**OBJECTIVES:**
**A.** In the chemistry problem below about measuring MnCl₂, how much oxalic acid was added to the solution?
**B.** Pick up the chemistry problem on converting MnCl₂ to permanganate after its final line and write what follows.

Question

To measure the quantity of $MnC{l}_2$ dissolved in an aqueous solution, it was completely converted to $KMn{O}_4$ using the reaction, $MnC{l}_2+K_2{S}_2{O}_8+H_{2}O\to KMn{O}_4+H_{2}S{O}_4+HCl$ (equation not balanced).
Few drops of concentrated $HCl$ were added to this solution and gently warmed. Further, oxalic acid $\left(225g\right)$ was added in portions till the colour of the permanganate ion disappeared. The quantity of $MnC{l}_2$ (in mg) present in the initial solution is:
(Atomic weights in $gmo{l}^{-1}:Mn=55,Cl=35.5)$.

**DATA:**
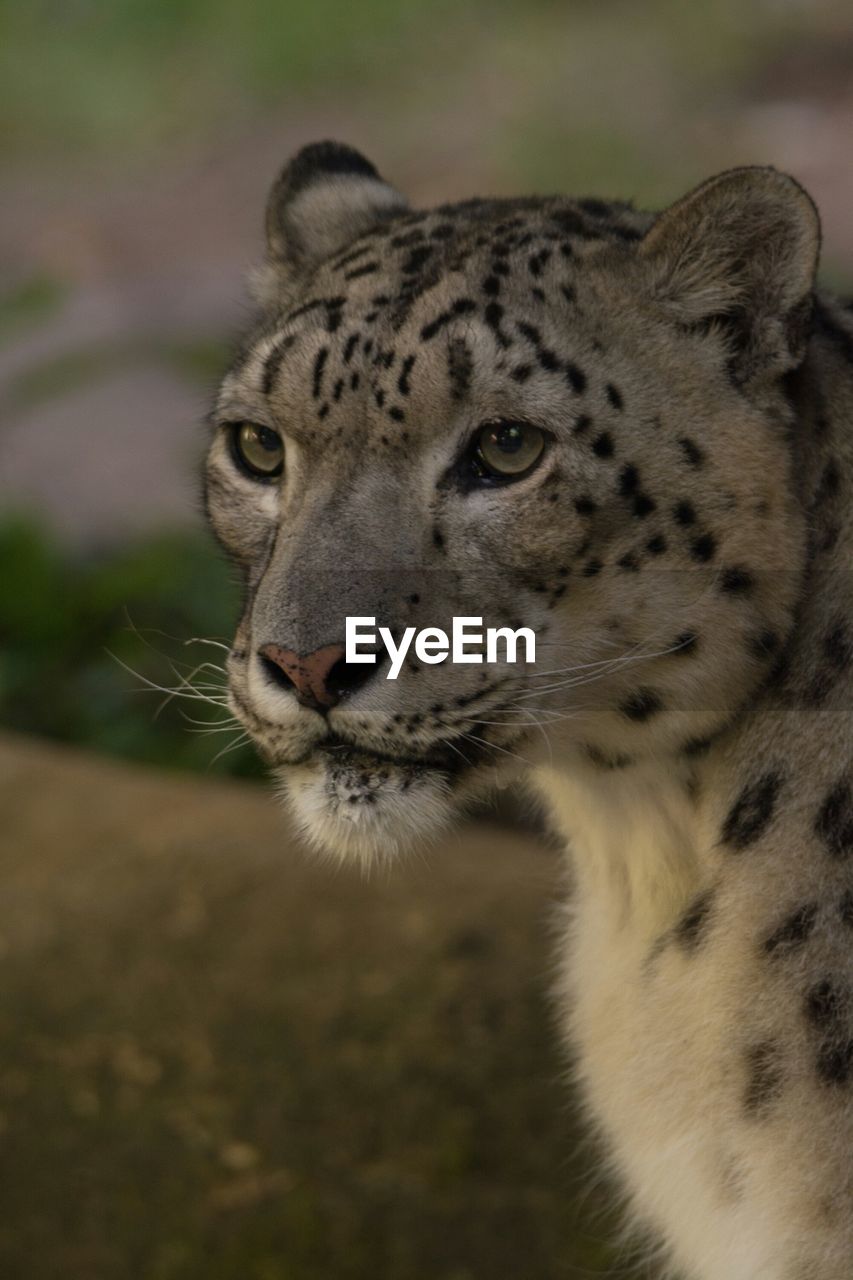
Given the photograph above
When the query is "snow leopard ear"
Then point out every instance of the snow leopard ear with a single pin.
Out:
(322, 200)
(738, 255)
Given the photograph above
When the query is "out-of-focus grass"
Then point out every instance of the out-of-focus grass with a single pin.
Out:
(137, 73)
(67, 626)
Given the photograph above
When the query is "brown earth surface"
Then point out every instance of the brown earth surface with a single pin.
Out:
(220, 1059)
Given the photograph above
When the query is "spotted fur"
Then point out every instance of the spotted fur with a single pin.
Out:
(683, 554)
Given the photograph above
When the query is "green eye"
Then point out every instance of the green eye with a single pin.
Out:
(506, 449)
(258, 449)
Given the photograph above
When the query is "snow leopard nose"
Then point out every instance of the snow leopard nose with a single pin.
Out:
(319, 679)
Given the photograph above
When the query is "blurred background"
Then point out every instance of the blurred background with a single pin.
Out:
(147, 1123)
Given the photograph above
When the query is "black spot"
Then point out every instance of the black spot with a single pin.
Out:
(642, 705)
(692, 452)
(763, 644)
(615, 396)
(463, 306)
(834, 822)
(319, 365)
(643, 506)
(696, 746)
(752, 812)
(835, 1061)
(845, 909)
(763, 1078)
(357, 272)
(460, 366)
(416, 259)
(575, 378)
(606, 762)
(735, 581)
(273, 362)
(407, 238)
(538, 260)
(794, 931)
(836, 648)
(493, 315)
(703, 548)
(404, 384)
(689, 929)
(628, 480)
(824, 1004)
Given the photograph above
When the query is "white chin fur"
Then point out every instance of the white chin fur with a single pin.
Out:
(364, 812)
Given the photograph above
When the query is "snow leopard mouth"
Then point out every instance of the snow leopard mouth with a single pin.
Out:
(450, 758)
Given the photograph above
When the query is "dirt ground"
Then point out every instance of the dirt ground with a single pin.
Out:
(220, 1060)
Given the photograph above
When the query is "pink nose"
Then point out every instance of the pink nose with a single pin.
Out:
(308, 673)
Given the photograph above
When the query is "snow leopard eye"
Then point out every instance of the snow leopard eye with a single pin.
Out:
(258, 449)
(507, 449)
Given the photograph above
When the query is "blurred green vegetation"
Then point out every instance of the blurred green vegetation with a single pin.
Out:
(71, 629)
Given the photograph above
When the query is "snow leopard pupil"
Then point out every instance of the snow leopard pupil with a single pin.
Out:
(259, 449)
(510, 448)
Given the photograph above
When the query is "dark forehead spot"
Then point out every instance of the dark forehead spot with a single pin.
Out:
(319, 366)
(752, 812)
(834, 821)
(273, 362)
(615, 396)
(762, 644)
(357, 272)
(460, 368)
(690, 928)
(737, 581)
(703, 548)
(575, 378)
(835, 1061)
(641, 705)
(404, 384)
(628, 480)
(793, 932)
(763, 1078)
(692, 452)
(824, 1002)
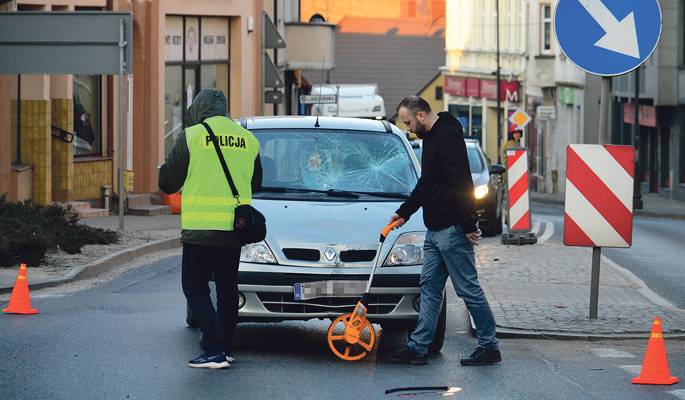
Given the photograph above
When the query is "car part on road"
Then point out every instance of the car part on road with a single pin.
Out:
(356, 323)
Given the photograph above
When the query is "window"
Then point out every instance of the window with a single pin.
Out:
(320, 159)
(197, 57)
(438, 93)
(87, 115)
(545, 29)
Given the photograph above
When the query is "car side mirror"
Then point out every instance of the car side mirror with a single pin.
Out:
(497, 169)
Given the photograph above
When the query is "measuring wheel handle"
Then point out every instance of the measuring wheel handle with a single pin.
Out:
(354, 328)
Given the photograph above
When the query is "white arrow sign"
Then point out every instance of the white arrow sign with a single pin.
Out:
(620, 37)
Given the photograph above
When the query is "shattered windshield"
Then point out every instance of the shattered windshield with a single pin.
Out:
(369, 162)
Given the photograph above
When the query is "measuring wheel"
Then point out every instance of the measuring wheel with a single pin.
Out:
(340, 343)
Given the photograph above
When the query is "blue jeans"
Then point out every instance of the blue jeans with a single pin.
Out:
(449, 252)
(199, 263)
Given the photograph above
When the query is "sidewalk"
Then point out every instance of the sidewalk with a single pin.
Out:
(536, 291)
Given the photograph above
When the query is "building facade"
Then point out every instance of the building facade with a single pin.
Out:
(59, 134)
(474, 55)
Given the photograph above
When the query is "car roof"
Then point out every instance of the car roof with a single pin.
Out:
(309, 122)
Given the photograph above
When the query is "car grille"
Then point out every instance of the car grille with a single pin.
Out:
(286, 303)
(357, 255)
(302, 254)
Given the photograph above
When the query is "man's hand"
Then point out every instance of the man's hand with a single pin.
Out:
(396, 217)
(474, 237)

**TASK-BY-TASK OUTPUTS:**
**A.** 225 g of oxalic acid was added, in portions.

**B.**
Answer 1

$\underset{amol}{MnC{l}_2}+K_2{S}_2{O}_8+H_{2}O\to KMn{O}_4+H_{2}S{O}_4+HCl$

${C_2{O}_4}^{2-}+{Mn{O}_4}^{-}\stackrel{H^{+}}{\to }C{O}_2+M{n}^{2+}$

$m_{eq}$ of ${C_2{O}_4}^{2-}=m_{eq}$ of ${Mn{O}_4}^{-}$

$2\times 225/90=a\times 5$

$\Rightarrow a=1$

$w=1\times [55+71]$

$=126mg$.